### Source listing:
▬▬▬▬▬▬

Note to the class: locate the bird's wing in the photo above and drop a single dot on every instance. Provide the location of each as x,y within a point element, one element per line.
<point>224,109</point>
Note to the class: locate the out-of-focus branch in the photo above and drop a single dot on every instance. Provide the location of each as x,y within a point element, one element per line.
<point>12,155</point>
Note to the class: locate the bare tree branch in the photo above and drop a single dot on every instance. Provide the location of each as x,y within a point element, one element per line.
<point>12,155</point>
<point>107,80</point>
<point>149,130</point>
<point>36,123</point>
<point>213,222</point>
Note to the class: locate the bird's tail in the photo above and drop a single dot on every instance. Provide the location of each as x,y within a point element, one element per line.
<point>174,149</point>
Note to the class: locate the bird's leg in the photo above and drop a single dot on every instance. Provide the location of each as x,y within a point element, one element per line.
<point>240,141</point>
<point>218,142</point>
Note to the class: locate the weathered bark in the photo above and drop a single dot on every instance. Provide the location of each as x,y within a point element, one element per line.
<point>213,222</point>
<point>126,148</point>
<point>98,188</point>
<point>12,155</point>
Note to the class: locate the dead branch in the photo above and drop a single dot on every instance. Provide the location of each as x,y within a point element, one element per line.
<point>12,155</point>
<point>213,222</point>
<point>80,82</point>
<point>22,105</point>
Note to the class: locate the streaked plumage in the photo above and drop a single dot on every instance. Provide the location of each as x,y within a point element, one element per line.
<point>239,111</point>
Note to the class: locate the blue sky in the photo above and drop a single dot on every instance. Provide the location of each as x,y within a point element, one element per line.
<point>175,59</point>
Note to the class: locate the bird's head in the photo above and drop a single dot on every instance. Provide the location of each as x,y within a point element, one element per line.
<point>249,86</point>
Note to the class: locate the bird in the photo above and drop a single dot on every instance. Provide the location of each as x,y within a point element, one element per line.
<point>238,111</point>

▬▬▬▬▬▬

### Goal:
Rescale the listing from the line containing "Note to the class: locate the dead" through the end, inclusive, and write those lines out again with the requests unchanged. Multiply each x and y coordinate in the answers by 0.65 and round it to a whole number, with halves rounded up.

### Final answer:
Note to the class: locate the dead branch in the photo above and drop a single dot on every instance. Provide the location of each as x,y within a point element, one element per line.
<point>8,101</point>
<point>138,144</point>
<point>52,53</point>
<point>14,68</point>
Note to the class: locate the streaked plumage in the photo above and drop a single dot on every instance. Provide the location of each as x,y within a point element, one element per line.
<point>155,72</point>
Note to the class: locate the blue sky in the photo above and drop a single dot on every instance. Provide the location of each as x,y within a point element, one element per line.
<point>114,38</point>
Note to the class: locate the bird's head in the photo above and drop a single dot on every instance. Provide the location of each as x,y within a point element, one element per line.
<point>162,56</point>
Note to the class: locate the bird in the photo above and drop a single dot on every instance. Provide the location of each as x,y within a point element, one element per line.
<point>155,72</point>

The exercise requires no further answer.